The Amadeus GT truly is a wonderful machine to behold: a record player whose design elegantly combines genuine innovation and extreme pragmatism… and a complete absence of BS. Its designer, William Firebaugh has worked for many years at the cutting edges of technology and engineering but you won’t find his turntables littered inappropriately with hi-tech go-faster stripes, carbon fibre or titanium. The Amadeus is purely and simply, utterly pure and simple. Its wholesomeness and lack of chromium-plated clutter make a refreshing change from others in the high-end vinyl arena where unnecessary and prodigious over-engineering are so often the order of the day.

Take, for instance, the Amadeus’ unipivot tone-arm, whose ‘bearing’ arrangement is constructed using fine thread suspending a golf ball that is partially immersed in high viscosity silicone fluid because Firebaugh’s experimentation, which involved no less than around fifty prototypes, demonstrated that this outwardly unsophisticated approach delivered music far more coherently than others. The design does away with the problems inherent in tone-arms that use ball- or needle-bearings, which need an – admittedly miniscule – amount of free play in order to operate: free play that is not so tiny when compared to the microscopic deviations in a record groove that the stylus is attempting to trace.

As well as the Amadeus GT under test there is also a non-GT version, which sells for around £500 less. I asked the UK importer what differentiated the two models and he told me, with remarkable forthrightness, that the performance of the two turntables was identical as far as he could discern but that the GT had a classier-looking finish. Such candour is exceedingly welcome in these times when so many manufacturers are so desperate to sell customers up.

The turntable, as I’ve already observed, is incredibly simple yet elegant. One could almost describe it as the Heidi Klum version of the Rega Planar. It’s not at all blousy or brash: instead it exudes class subtly. The design’s cleverness will shine most brightly in the eyes of the turntable aficionado who will be able to appreciate the ingenious lateral thinking behind this device.

One element of the Amadeus that is virtually guaranteed to raise eyebrows is the power supply, which is a wall-wart of the type you’d normally expect to find charging mobile phones. However, this is not powering a regular turntable motor but a compact, proprietary, servo controlled DC design that drives an acrylic platter with sufficient inertia to provide virtually immeasurable wow and flutter though a unique, near friction-free, round-spindle-in-a-square-hole bearing. The belt comes as even more of a surprise being just a length of 0.004-inch diameter polyester filament, which is knotted to make it belt-shaped. The motor pulley has been specifically designed to accommodate this departure from the norm. If you lose or damage the belt just sending an SAE to your dealer will get you a replacement under Well Tempered’s Belt-for-Life policy.

DATASET EXTRACT →
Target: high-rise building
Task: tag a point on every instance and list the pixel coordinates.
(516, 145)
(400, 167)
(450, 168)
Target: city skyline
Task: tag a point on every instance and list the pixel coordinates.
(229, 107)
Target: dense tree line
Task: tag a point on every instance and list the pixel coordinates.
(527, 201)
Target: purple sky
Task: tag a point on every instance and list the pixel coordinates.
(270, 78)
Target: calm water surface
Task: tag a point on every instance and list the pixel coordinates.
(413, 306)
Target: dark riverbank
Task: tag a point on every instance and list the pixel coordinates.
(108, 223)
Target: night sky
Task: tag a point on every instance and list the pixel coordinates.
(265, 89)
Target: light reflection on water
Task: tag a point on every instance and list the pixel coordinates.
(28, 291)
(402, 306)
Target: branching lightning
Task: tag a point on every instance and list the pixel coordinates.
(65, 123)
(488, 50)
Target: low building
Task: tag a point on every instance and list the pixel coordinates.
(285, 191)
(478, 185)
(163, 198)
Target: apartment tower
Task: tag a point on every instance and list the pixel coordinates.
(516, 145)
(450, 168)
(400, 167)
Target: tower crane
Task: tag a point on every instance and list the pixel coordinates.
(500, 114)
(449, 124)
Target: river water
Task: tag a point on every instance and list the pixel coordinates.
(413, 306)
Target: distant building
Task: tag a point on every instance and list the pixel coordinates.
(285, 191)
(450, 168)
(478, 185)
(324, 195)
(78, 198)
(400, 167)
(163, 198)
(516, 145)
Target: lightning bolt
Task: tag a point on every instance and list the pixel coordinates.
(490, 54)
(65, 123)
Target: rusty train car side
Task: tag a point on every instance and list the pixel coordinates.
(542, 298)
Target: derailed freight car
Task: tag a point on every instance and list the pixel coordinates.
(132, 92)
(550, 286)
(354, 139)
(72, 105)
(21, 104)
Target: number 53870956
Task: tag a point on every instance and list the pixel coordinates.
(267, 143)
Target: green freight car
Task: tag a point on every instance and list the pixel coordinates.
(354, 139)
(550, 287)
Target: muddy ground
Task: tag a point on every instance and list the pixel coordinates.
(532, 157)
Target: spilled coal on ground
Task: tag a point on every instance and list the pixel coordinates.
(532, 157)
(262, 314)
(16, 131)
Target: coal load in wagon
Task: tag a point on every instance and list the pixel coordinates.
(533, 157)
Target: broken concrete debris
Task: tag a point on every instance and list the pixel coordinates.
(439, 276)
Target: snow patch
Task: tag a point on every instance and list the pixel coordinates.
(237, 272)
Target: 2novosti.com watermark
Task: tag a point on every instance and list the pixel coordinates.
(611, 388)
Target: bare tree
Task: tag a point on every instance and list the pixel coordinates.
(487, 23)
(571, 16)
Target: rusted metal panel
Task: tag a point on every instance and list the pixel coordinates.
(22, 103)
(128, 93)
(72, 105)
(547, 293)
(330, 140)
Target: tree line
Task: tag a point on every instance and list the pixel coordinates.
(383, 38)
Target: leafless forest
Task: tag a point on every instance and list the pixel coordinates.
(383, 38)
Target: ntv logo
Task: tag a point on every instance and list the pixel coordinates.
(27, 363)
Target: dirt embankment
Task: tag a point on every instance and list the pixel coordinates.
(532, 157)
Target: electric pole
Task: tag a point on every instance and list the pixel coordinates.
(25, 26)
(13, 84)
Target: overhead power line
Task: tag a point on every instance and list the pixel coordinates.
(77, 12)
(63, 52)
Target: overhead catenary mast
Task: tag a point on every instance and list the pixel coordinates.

REQUIRED WORK →
(a) In the turntable review above, begin at the words "As well as the" and reproduce the text word for word, stopping after "behind this device.".
(b) Translate this sentence from the turntable review into Spanish: "The turntable, as I’ve already observed, is incredibly simple yet elegant."

EXERCISE RESULTS →
(a)
As well as the Amadeus GT under test there is also a non-GT version, which sells for around £500 less. I asked the UK importer what differentiated the two models and he told me, with remarkable forthrightness, that the performance of the two turntables was identical as far as he could discern but that the GT had a classier-looking finish. Such candour is exceedingly welcome in these times when so many manufacturers are so desperate to sell customers up.

The turntable, as I’ve already observed, is incredibly simple yet elegant. One could almost describe it as the Heidi Klum version of the Rega Planar. It’s not at all blousy or brash: instead it exudes class subtly. The design’s cleverness will shine most brightly in the eyes of the turntable aficionado who will be able to appreciate the ingenious lateral thinking behind this device.

(b) El tocadiscos, como ya he observado, es increíblemente sencillo pero elegante.